### Problem to solve
Go through the records and copy each line where the word "archway" occurs.

### Given records
━━━━

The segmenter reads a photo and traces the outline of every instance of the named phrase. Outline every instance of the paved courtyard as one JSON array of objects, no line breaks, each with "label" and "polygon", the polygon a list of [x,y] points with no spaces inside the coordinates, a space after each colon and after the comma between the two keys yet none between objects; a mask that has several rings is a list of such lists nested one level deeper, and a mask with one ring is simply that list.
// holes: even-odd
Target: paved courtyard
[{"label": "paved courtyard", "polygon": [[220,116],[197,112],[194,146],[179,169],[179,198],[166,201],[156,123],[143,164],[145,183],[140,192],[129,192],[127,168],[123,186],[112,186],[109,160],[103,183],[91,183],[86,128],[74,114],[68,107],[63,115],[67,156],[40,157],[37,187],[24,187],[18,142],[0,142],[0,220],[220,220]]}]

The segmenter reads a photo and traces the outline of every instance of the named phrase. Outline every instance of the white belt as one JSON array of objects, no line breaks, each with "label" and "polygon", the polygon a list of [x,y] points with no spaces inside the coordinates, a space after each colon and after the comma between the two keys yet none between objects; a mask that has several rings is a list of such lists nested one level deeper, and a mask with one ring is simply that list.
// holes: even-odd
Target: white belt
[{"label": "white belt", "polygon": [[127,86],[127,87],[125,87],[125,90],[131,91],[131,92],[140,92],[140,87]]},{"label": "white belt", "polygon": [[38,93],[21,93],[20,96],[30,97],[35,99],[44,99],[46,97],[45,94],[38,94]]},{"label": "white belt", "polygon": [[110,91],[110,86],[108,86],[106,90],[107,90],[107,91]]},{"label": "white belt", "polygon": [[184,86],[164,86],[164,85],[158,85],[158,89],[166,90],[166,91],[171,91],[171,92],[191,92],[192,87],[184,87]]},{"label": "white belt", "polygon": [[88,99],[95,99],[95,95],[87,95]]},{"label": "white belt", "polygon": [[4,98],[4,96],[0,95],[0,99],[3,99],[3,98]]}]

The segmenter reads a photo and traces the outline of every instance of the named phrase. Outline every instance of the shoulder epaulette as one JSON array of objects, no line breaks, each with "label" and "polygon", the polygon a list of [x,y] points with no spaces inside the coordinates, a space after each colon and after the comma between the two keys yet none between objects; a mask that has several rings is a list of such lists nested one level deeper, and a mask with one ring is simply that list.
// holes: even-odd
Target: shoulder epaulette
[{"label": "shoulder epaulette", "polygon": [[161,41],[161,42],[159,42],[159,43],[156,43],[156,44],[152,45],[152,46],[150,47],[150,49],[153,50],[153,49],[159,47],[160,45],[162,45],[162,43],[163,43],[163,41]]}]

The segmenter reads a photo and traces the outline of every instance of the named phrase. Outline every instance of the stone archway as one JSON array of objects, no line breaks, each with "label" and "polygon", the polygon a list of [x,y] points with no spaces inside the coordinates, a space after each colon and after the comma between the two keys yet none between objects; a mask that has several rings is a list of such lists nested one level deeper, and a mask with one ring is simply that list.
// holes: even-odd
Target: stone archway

━━━━

### Answer to the exercise
The segmenter reads a photo and traces the outline of every instance of the named phrase. Outline every instance of the stone archway as one JSON array of objects, no line breaks, each with "label" and "polygon", the polygon a list of [x,y] points with no spaces inside the coordinates, a space after each colon and after the comma between the two keys yet none between objects; a mask that has several rings is a list of such lists nested one level deeper, and a mask with one ring is simply that list.
Target: stone archway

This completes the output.